-------- Data excerpts --------

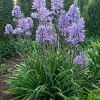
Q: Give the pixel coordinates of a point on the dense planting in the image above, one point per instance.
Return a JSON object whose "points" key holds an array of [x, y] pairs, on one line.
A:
{"points": [[55, 66]]}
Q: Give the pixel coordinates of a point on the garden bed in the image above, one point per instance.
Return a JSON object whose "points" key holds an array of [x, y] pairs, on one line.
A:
{"points": [[3, 85]]}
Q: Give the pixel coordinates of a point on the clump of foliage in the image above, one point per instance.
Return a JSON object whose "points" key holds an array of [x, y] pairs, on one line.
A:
{"points": [[6, 50], [56, 66], [5, 15], [4, 69]]}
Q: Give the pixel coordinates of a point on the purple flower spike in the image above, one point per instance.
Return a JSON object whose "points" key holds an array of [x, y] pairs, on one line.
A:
{"points": [[56, 4], [38, 4], [34, 15], [16, 12], [18, 31], [25, 23], [73, 12], [76, 32], [81, 60], [44, 34], [30, 21], [28, 33], [63, 23], [8, 29]]}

--------

Reproduce the lines of the data above word for word, leaving out the pictures.

Q: Give the pixel coordinates of a point on the dense planting in the image above, one point per instance.
Return a JSON object whose "points" key holds an array of [x, y] pairs, on one line.
A:
{"points": [[55, 66]]}
Q: Give the pixel coordinates of a point on the garden bed in the image above, one point per instance.
Return a JSON object whose "points" key holds an array of [x, y] pairs, on one line.
A:
{"points": [[3, 85]]}
Q: Give the pixel coordinates of a point on the clump of foliage in the image above, one point per instance.
Return a JSON object whose "points" key holds an array of [x, y] pairs, on one line.
A:
{"points": [[6, 50], [56, 66], [5, 15], [4, 69]]}
Q: Give the pixel coordinates of a point on the purple flower spike in the image above, one point per instance.
Return a JSON object whose "points" key holds an array of [x, y] pairs, on one line.
A:
{"points": [[56, 4], [38, 4], [34, 15], [16, 12], [18, 31], [25, 23], [73, 12], [76, 32], [81, 60], [44, 34], [30, 21], [28, 33], [63, 23], [8, 29]]}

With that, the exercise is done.